• **Aim of the task**: Could you express every line of the material below as a JSON list of strings, one string per line, with blank lines left out?

• **Listing**:
-------

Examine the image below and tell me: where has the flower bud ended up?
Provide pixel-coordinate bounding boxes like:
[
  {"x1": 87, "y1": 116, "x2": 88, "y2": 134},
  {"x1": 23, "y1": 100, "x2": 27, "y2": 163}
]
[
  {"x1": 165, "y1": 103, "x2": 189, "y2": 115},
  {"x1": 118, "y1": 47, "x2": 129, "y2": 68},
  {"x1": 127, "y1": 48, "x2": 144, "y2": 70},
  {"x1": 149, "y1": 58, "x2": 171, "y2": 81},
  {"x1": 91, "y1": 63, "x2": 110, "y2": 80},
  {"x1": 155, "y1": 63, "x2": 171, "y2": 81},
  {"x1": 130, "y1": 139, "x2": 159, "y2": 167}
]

-------

• **Task output**:
[
  "Examine the image below and tell me: where has the flower bud ended up?",
  "Provide pixel-coordinate bounding boxes like:",
  "[",
  "  {\"x1\": 87, \"y1\": 116, \"x2\": 88, \"y2\": 134},",
  "  {\"x1\": 23, \"y1\": 100, \"x2\": 27, \"y2\": 163}",
  "]",
  "[",
  "  {\"x1\": 165, \"y1\": 103, \"x2\": 189, \"y2\": 115},",
  "  {\"x1\": 118, \"y1\": 47, \"x2\": 129, \"y2\": 68},",
  "  {\"x1\": 127, \"y1\": 48, \"x2\": 144, \"y2\": 70},",
  "  {\"x1\": 149, \"y1\": 58, \"x2\": 171, \"y2\": 81},",
  "  {\"x1\": 91, \"y1\": 63, \"x2\": 110, \"y2\": 80},",
  "  {\"x1\": 155, \"y1\": 63, \"x2\": 171, \"y2\": 81},",
  "  {\"x1\": 130, \"y1\": 139, \"x2\": 159, \"y2\": 167}",
  "]"
]